■ **PROBLEM DESCRIPTION**
Pull out every line in the lines below that contains the string "contrail".

■ **DATA EXCERPTS**
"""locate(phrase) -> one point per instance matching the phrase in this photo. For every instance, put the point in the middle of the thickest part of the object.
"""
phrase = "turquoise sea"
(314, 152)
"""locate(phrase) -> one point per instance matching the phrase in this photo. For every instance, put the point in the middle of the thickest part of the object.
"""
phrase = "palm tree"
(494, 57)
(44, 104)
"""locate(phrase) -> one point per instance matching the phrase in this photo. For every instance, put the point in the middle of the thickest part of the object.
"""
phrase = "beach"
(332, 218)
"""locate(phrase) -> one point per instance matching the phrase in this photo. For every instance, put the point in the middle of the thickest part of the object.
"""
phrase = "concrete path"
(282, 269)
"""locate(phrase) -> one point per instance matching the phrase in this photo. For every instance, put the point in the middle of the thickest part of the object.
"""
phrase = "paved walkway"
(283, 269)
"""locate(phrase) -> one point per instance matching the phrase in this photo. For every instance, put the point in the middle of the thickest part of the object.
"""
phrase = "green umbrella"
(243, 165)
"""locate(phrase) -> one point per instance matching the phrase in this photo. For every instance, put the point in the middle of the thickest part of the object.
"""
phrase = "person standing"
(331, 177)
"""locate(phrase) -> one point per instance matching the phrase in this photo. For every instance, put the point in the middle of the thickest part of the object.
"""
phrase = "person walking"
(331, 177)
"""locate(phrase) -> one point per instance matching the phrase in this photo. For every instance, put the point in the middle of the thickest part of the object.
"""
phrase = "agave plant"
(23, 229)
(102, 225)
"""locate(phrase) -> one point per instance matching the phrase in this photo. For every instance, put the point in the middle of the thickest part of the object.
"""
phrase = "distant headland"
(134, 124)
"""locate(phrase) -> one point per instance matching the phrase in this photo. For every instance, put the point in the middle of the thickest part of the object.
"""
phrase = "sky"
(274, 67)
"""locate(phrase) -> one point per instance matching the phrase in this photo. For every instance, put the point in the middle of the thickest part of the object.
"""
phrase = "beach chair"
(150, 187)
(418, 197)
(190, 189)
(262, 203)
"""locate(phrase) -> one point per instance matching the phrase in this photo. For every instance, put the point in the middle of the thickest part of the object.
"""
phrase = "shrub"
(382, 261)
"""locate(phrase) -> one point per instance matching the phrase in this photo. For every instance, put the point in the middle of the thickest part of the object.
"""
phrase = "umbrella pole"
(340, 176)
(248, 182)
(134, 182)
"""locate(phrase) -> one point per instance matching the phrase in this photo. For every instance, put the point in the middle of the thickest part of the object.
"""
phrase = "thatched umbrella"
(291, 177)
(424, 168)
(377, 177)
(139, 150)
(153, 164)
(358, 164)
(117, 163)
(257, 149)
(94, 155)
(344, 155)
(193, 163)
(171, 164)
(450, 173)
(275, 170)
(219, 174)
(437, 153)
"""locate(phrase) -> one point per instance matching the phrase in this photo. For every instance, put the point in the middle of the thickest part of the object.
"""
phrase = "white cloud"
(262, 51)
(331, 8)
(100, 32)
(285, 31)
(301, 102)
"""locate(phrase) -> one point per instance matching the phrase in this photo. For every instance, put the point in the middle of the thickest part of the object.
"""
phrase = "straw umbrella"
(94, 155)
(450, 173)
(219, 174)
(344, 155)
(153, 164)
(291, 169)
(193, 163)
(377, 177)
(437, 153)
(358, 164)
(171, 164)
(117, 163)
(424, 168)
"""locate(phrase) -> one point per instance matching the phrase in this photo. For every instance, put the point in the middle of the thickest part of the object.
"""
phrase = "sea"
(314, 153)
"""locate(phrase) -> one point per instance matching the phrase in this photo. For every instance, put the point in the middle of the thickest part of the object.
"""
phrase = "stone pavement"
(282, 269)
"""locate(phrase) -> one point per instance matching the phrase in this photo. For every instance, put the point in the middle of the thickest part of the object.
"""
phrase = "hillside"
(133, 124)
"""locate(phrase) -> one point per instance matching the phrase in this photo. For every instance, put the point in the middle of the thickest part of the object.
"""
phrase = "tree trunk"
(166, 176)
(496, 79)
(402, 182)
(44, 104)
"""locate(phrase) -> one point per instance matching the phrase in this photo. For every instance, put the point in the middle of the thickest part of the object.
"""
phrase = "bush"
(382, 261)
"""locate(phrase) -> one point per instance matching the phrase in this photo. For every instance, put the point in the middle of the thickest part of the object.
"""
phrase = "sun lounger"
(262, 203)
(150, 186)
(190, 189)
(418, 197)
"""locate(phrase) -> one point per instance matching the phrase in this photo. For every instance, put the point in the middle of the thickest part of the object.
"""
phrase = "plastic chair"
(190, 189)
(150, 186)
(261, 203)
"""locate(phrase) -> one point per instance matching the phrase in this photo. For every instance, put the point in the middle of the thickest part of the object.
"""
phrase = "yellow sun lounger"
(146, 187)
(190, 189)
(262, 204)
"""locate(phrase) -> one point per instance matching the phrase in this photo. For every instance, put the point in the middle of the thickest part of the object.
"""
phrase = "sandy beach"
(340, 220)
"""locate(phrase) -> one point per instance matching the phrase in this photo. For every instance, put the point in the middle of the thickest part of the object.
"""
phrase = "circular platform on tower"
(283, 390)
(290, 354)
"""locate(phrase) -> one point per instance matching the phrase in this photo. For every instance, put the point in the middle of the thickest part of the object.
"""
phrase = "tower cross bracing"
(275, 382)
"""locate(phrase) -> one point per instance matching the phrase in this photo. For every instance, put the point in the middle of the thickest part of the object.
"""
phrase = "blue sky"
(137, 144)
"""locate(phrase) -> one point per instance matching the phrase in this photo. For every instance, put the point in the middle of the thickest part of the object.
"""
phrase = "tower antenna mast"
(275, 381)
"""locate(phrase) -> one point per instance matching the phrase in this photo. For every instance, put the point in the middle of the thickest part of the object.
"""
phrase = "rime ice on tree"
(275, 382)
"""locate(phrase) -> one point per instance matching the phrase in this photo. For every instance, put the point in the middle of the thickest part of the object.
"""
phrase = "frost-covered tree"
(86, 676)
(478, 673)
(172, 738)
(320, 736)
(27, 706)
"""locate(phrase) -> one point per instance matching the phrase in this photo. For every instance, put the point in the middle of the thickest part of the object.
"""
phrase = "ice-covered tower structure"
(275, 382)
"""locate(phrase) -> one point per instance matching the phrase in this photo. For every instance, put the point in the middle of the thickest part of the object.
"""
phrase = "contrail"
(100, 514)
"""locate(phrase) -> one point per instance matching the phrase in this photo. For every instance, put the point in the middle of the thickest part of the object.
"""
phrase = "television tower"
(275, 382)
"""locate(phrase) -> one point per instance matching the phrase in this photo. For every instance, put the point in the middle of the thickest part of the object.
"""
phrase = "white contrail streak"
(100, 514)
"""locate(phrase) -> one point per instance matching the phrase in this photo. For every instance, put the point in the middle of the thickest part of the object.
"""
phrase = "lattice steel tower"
...
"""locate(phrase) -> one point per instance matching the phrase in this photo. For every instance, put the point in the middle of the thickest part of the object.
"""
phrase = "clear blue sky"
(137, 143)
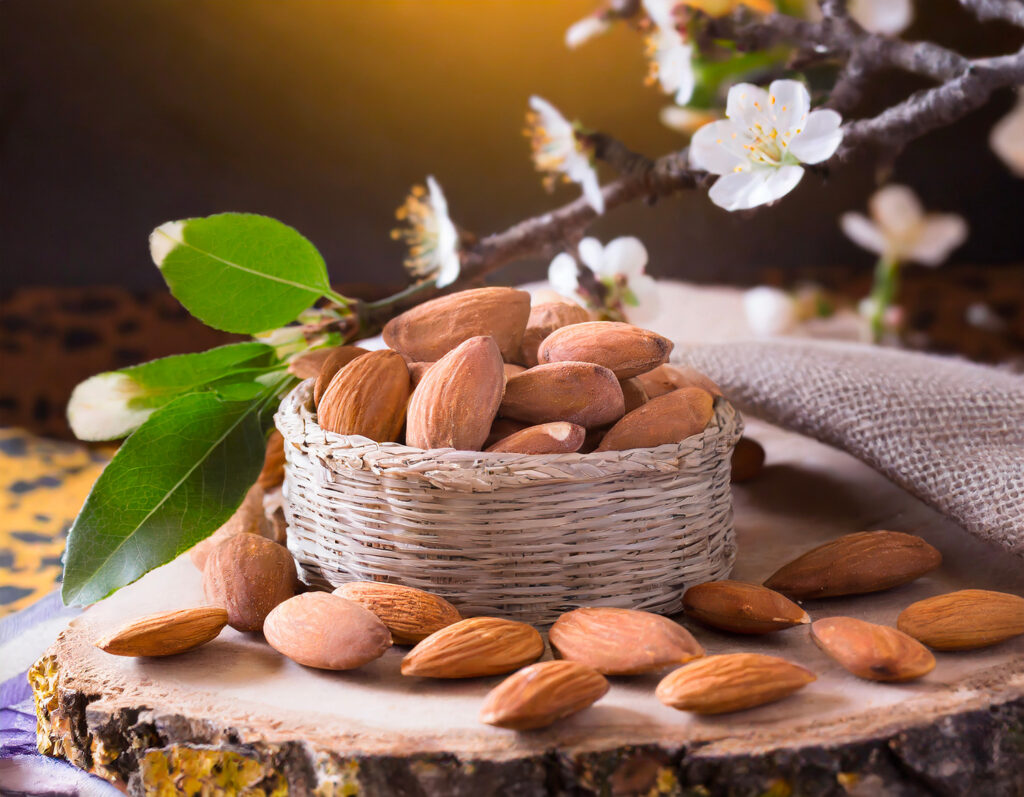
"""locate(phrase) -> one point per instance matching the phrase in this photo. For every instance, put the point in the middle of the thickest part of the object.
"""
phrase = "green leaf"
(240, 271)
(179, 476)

■ **SOLVED EXERCISE**
phrase = "contrail"
phrase = "white contrail streak"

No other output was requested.